▶ [AIM] Substitute "steel barrier" for "metal fence" in the entries, starting from the first line and ending with the line containing "xmin=440 ymin=448 xmax=900 ymax=529", inclusive. Reproduce those lines with no other changes.
-=-=-
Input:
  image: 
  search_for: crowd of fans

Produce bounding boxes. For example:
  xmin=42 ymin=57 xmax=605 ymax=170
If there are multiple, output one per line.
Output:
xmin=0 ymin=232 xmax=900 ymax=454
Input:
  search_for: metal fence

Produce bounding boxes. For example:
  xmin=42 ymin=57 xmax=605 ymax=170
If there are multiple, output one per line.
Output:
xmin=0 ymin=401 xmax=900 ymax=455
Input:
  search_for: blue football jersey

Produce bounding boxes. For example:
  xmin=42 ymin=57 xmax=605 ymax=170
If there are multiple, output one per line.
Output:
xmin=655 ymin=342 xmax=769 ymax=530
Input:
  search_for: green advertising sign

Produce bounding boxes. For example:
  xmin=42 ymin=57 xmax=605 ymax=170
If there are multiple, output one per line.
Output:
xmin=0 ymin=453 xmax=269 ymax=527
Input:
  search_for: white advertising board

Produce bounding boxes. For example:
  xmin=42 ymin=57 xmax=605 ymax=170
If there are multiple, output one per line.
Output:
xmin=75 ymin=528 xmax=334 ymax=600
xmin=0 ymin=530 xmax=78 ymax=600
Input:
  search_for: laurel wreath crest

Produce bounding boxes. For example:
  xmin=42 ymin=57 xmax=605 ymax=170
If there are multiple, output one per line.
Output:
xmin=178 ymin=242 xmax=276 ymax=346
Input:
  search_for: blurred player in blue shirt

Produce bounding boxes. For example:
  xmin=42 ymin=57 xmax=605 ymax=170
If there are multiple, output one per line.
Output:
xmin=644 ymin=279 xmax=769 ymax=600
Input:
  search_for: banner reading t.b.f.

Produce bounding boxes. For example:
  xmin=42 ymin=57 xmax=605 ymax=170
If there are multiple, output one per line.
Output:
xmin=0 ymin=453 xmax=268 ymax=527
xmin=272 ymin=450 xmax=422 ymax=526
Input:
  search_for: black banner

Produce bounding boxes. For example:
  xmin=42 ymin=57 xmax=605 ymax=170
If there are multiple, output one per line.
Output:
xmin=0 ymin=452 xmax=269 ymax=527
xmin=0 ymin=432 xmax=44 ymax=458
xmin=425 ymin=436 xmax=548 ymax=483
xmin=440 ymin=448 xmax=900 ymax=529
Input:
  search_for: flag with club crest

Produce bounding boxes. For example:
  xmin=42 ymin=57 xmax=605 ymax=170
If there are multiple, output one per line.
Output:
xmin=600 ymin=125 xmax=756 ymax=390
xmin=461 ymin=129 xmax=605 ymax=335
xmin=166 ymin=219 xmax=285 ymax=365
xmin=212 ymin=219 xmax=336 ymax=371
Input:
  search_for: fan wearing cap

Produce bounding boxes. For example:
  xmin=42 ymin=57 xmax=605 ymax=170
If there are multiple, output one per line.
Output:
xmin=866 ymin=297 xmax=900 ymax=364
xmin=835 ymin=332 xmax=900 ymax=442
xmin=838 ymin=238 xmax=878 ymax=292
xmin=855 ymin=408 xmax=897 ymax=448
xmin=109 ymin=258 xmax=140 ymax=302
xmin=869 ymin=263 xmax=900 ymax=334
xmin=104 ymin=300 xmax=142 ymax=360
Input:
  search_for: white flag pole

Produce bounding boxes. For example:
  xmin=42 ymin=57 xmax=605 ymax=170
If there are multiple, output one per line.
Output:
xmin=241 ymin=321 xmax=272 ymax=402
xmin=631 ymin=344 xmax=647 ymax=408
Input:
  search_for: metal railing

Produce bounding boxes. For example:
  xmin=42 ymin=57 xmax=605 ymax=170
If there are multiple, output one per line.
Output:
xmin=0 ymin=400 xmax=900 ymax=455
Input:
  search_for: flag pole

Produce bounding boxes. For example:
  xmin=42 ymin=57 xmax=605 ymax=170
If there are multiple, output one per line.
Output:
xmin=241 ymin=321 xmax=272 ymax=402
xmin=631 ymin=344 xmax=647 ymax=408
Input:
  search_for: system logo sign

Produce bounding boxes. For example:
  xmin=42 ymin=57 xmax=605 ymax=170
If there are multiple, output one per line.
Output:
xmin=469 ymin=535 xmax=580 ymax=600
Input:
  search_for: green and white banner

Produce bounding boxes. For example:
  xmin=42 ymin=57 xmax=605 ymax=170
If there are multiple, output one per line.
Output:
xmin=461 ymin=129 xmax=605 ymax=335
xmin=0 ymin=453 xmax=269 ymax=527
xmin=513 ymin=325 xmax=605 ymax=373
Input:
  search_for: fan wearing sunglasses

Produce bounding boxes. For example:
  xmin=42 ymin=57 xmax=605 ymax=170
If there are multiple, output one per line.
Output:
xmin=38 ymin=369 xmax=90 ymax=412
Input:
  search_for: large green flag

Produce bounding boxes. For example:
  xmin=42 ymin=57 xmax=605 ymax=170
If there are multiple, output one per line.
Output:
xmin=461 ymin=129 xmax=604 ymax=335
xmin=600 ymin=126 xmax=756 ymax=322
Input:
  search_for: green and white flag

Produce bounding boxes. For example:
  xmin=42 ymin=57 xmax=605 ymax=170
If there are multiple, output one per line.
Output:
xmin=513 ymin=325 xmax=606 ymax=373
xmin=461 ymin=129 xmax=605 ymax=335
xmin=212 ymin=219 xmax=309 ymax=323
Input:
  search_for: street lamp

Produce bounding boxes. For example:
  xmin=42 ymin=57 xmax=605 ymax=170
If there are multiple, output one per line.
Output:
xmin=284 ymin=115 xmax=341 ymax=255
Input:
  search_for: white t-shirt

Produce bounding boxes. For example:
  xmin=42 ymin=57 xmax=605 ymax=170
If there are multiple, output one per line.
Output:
-=-=-
▶ [RESULT]
Input:
  image: 
  search_for: crowd of fans

Produce bounding boxes. For example:
  xmin=42 ymin=57 xmax=605 ymax=170
If there are multiple, output one per line.
Output:
xmin=0 ymin=232 xmax=900 ymax=454
Input:
  search_for: steel barrier

Produce bounding boxes. For example:
  xmin=42 ymin=57 xmax=605 ymax=170
If there are multiple, output one per line.
Output:
xmin=0 ymin=401 xmax=900 ymax=455
Input:
  search_for: blue football jersey

Produce bounding boxes. For example:
  xmin=42 ymin=57 xmax=605 ymax=170
If there are multiple, output one per line.
Output:
xmin=655 ymin=342 xmax=769 ymax=530
Input:
  search_for: green advertising sign

Produce bounding boxes. For example:
  xmin=42 ymin=57 xmax=605 ymax=170
If there are multiple, output one per line.
Output:
xmin=0 ymin=453 xmax=269 ymax=527
Input:
  search_for: white advertising board

Produce bounding boxes. For example:
  xmin=42 ymin=57 xmax=605 ymax=170
If there are multiple, output one per line.
Output:
xmin=75 ymin=528 xmax=334 ymax=600
xmin=0 ymin=530 xmax=78 ymax=600
Input:
  search_for: laurel wreath crest

Produce bounding boxes. For example:
  xmin=42 ymin=57 xmax=605 ymax=170
If there are multiple, output one per line.
Output:
xmin=178 ymin=242 xmax=276 ymax=346
Input:
  search_for: blurred player in blue shirt

Produce bounding boxes. For example:
  xmin=42 ymin=57 xmax=605 ymax=170
If there are multiple, output one per line.
Output:
xmin=644 ymin=279 xmax=769 ymax=600
Input:
  search_for: banner reading t.b.f.

Produce bounding boxes. For example:
  xmin=42 ymin=57 xmax=605 ymax=170
If there are multiple, output one per line.
Output:
xmin=0 ymin=453 xmax=268 ymax=527
xmin=272 ymin=450 xmax=422 ymax=526
Input:
  search_for: black banner

Produce bounding boxes. For example:
  xmin=42 ymin=57 xmax=605 ymax=170
If there are multiple, output one per line.
Output:
xmin=0 ymin=452 xmax=269 ymax=527
xmin=0 ymin=432 xmax=44 ymax=458
xmin=425 ymin=436 xmax=548 ymax=483
xmin=440 ymin=448 xmax=900 ymax=529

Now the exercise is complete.